Work item:
Your reply should be a single number, the count of lines in the records that contain the string "head".

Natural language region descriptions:
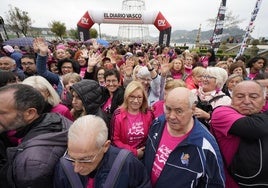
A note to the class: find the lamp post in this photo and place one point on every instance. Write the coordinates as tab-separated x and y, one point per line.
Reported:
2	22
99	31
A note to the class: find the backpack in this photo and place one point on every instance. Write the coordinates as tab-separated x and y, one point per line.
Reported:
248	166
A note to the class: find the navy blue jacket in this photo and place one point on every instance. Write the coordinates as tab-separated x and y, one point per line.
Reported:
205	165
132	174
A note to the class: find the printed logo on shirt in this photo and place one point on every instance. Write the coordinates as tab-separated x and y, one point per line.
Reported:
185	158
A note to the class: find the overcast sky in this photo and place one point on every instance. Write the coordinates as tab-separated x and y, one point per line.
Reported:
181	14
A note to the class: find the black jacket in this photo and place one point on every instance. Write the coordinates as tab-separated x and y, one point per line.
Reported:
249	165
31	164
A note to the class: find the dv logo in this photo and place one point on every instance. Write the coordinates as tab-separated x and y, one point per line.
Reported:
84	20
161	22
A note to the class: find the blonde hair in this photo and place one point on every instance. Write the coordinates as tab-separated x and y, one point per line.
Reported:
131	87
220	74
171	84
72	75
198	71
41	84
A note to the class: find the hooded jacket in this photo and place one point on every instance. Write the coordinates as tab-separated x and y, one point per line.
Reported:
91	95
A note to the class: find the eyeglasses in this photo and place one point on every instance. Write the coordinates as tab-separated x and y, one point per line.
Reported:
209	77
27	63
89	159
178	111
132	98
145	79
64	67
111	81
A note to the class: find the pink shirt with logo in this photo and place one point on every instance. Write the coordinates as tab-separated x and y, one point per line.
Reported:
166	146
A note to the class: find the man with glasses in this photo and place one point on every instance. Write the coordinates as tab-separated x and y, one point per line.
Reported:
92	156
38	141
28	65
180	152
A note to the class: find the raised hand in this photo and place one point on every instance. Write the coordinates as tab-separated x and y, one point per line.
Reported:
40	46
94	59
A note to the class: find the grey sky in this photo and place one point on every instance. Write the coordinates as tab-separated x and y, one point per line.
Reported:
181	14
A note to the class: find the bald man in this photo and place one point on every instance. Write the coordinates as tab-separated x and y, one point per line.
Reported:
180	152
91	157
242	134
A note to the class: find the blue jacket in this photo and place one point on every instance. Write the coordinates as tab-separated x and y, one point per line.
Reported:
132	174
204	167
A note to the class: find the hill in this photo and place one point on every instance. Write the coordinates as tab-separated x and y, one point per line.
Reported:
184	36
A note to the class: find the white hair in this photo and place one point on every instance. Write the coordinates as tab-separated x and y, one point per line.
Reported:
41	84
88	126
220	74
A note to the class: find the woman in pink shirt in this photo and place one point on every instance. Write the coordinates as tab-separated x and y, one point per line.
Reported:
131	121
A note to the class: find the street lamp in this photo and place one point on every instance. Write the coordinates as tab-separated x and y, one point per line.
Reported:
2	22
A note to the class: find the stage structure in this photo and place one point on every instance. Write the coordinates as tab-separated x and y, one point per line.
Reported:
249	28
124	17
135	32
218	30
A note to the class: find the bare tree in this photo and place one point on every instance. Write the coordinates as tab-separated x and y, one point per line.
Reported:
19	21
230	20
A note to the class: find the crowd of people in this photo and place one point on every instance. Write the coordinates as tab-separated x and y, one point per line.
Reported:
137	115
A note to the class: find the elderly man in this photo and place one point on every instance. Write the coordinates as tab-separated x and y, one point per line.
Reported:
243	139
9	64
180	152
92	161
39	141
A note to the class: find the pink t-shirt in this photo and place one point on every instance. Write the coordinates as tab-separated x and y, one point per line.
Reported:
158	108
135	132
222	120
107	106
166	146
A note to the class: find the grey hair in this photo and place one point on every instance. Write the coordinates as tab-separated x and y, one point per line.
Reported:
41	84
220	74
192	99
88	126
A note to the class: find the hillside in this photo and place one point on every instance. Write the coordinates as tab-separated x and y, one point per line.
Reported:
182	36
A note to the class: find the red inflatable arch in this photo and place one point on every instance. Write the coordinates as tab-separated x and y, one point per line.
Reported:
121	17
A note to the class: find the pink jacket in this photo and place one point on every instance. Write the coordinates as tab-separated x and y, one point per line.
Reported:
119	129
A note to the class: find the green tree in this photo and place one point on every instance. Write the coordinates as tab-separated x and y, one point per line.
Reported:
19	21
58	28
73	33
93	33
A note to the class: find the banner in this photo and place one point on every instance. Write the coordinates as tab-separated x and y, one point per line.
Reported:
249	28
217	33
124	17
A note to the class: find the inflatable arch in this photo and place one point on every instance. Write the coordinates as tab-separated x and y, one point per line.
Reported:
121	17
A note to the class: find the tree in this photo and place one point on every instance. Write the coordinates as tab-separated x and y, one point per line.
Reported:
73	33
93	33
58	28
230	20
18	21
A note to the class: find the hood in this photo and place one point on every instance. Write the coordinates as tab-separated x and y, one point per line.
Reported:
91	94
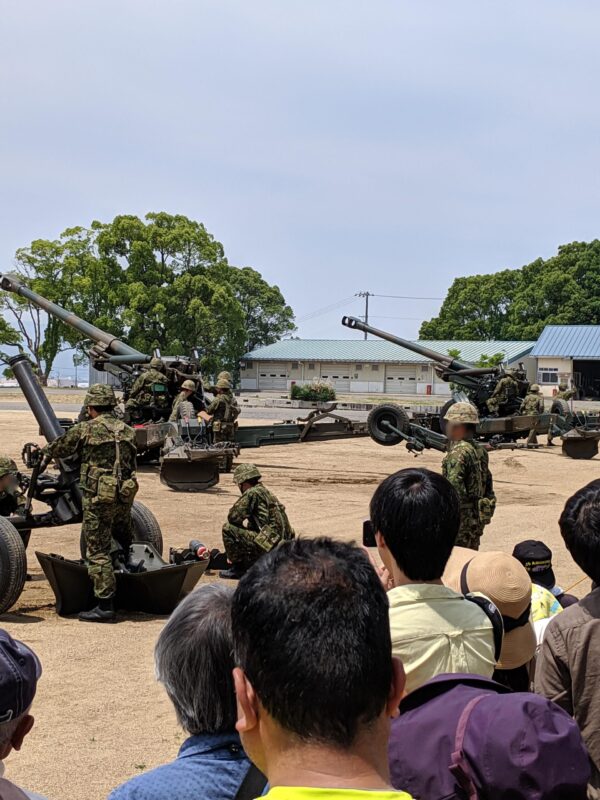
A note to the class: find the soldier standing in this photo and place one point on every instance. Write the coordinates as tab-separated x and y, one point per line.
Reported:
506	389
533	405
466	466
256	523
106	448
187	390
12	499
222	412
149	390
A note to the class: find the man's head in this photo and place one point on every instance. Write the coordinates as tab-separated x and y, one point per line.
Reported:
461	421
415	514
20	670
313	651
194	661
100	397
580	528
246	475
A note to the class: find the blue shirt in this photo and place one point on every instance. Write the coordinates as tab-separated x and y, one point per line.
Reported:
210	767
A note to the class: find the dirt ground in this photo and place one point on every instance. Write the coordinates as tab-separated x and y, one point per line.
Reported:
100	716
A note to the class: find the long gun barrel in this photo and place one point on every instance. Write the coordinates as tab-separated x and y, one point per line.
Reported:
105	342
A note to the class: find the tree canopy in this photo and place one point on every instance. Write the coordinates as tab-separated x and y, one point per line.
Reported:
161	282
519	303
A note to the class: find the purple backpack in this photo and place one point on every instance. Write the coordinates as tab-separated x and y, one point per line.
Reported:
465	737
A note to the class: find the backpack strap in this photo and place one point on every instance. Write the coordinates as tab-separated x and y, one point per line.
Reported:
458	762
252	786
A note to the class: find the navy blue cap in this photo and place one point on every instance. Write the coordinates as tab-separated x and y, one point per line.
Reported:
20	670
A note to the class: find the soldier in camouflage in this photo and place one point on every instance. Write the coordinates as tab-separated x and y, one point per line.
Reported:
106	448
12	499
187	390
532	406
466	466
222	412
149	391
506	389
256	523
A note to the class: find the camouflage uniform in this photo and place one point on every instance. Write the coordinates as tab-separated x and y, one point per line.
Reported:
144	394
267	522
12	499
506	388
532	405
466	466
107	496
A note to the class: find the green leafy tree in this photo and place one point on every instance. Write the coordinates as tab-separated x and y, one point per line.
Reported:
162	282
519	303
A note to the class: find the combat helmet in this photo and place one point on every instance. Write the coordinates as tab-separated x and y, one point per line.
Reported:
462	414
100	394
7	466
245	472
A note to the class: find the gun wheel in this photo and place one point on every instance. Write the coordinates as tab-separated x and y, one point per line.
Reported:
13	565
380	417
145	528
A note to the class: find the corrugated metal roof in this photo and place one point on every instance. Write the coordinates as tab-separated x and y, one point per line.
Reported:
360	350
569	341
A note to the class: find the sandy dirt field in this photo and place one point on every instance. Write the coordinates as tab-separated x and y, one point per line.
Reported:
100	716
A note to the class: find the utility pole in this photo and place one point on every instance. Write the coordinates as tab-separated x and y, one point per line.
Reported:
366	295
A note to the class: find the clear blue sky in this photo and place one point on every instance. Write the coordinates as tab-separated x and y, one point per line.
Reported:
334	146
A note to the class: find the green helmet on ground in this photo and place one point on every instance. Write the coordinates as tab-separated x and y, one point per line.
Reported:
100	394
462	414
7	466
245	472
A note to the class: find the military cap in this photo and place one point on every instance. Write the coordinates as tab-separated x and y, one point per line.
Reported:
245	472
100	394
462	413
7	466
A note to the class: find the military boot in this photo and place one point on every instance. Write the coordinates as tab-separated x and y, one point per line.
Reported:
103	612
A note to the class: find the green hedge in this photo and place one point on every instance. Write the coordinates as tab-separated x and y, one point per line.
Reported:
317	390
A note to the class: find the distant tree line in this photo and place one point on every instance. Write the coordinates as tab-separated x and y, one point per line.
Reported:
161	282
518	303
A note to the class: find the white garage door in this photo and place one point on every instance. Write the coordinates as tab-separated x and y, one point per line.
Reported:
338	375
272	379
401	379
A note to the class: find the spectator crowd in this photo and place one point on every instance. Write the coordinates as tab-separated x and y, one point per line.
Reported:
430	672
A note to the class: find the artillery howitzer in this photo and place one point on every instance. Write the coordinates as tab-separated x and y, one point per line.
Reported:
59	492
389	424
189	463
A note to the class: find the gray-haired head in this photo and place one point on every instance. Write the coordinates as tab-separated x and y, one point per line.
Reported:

Solution:
2